Set task: Identify every line in the items below that contains the word "paper", and copy each of those lines. Case counts.

Data supplied:
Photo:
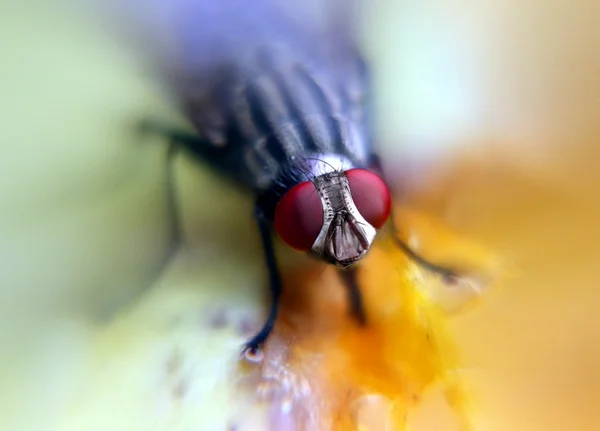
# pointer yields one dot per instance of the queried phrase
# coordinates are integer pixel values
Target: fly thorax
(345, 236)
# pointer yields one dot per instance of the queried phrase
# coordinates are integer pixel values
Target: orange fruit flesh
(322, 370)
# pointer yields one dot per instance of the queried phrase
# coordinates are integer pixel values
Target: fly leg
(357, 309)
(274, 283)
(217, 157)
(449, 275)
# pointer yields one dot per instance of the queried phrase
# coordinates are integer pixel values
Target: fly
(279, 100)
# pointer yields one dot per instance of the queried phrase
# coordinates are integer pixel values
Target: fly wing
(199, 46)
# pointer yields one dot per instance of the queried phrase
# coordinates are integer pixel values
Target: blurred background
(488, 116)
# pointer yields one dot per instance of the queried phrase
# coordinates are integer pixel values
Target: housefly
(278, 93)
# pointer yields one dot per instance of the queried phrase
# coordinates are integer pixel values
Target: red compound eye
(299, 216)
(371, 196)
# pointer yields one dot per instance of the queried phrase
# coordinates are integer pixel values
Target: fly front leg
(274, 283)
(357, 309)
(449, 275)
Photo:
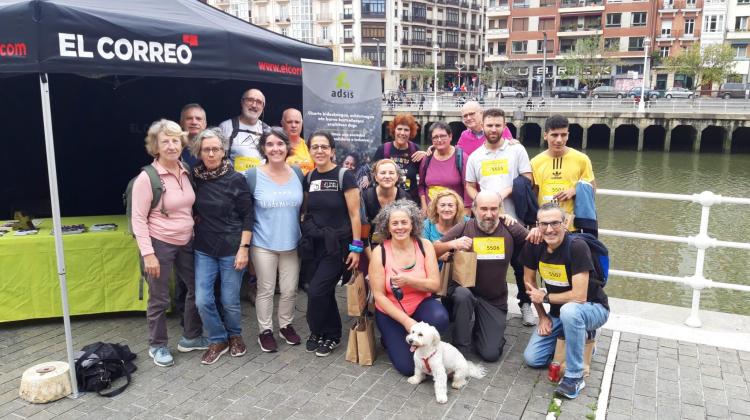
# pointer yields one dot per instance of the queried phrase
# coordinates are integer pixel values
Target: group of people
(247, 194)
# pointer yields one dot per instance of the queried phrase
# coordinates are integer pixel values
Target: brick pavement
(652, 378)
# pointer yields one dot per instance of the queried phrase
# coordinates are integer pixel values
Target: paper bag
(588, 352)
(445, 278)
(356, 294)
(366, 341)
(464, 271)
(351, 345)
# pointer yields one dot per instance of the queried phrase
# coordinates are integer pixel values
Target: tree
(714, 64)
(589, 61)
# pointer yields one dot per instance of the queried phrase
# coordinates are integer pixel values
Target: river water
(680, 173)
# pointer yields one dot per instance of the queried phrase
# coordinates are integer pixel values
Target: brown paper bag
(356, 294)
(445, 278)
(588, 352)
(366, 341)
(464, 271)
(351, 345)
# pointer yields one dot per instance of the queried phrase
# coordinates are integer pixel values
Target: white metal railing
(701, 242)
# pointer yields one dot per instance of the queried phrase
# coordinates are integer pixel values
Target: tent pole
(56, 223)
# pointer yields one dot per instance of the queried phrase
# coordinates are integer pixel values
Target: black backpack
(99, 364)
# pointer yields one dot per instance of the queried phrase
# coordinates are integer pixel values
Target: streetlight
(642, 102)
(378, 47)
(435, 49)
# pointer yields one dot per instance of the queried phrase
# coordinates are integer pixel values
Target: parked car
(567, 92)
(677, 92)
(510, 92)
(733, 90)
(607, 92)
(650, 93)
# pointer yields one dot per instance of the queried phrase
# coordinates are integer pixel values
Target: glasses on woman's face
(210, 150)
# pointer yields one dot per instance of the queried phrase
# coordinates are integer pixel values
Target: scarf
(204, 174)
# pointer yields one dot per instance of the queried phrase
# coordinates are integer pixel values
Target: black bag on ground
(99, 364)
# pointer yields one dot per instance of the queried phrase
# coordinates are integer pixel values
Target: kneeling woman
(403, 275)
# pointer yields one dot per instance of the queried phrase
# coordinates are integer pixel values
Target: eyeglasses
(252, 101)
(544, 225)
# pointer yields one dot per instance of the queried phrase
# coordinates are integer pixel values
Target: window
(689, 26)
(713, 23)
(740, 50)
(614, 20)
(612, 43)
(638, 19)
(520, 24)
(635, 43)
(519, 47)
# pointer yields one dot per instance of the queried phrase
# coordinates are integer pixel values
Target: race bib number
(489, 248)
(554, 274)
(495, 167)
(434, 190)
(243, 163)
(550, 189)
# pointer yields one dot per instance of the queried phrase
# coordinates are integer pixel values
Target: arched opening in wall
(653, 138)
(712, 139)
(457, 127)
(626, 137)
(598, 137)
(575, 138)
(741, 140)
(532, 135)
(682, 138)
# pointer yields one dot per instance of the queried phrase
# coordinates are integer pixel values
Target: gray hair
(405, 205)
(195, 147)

--

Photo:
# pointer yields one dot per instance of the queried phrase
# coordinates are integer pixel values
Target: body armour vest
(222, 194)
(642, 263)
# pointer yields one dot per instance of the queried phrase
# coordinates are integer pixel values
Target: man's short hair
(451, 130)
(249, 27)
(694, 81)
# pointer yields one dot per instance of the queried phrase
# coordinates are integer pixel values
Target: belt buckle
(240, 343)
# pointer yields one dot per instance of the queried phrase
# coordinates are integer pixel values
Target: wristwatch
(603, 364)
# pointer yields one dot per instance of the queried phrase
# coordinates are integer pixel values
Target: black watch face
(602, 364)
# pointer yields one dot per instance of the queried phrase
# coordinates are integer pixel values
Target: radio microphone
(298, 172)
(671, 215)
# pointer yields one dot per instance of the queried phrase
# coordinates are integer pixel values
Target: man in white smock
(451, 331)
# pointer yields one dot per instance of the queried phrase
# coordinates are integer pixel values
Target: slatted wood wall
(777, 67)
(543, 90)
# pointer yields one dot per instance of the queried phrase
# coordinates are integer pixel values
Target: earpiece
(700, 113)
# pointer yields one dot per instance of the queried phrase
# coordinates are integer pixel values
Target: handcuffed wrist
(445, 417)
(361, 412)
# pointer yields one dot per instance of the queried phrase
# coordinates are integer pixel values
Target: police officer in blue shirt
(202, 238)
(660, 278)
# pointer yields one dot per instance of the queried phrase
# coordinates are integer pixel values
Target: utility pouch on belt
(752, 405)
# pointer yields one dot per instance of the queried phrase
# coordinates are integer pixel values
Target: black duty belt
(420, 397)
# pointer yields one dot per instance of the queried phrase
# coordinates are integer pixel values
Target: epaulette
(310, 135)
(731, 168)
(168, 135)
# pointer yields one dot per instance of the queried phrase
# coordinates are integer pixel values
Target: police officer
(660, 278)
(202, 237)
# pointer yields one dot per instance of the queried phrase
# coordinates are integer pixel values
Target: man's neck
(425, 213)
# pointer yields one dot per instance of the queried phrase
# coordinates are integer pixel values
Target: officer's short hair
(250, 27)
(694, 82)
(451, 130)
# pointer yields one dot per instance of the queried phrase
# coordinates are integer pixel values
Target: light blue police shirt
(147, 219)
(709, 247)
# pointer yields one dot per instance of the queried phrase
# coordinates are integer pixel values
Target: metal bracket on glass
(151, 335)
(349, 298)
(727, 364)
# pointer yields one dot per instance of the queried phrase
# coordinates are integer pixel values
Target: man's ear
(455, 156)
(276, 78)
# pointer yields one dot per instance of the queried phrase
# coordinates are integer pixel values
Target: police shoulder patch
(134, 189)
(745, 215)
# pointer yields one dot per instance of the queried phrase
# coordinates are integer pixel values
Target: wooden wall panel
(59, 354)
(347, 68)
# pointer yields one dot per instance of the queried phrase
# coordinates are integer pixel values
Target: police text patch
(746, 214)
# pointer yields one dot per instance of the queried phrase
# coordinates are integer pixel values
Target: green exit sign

...

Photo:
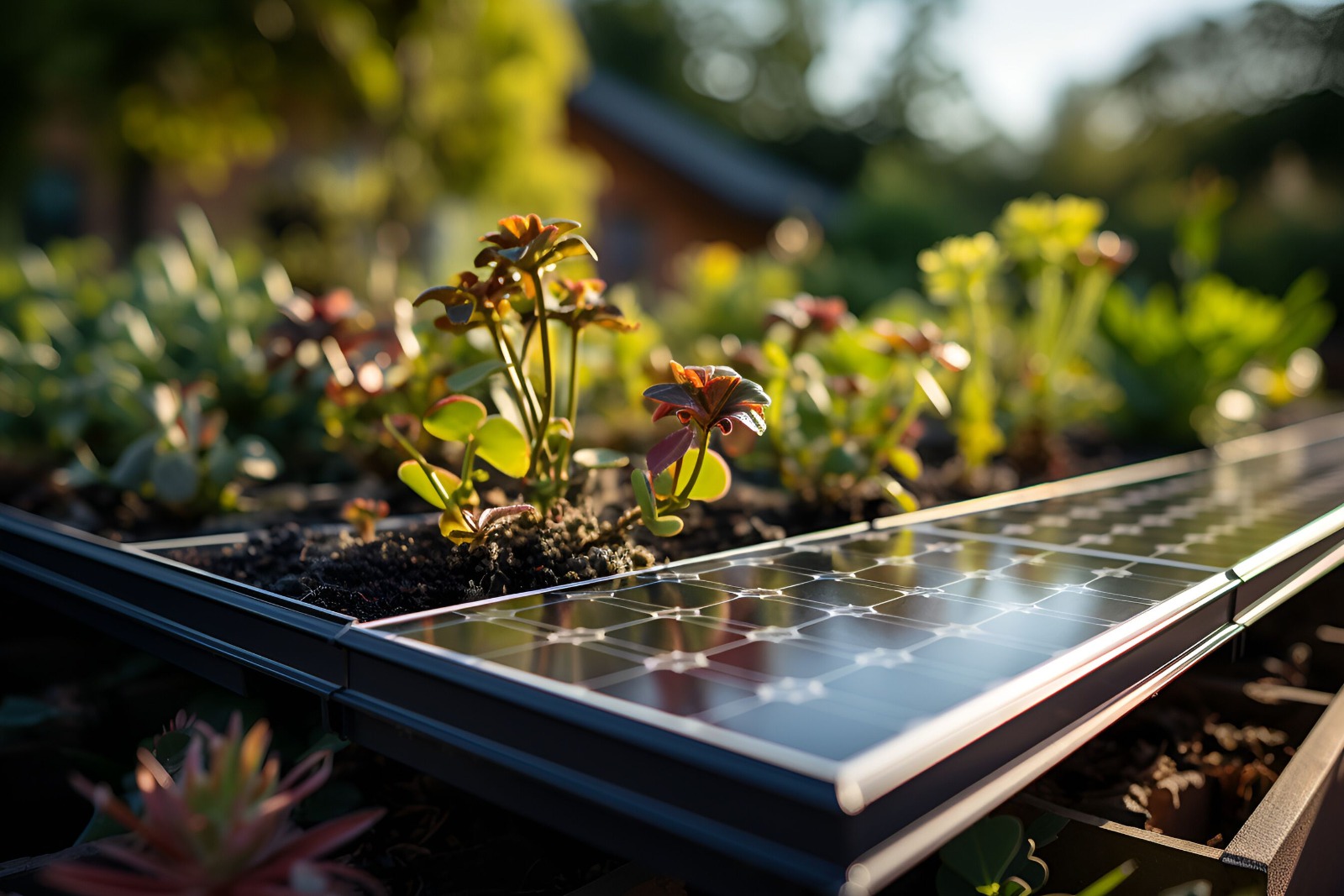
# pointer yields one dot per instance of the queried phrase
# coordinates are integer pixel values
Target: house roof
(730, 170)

Result of this exercise:
Target: paper bag
Target: brown paper bag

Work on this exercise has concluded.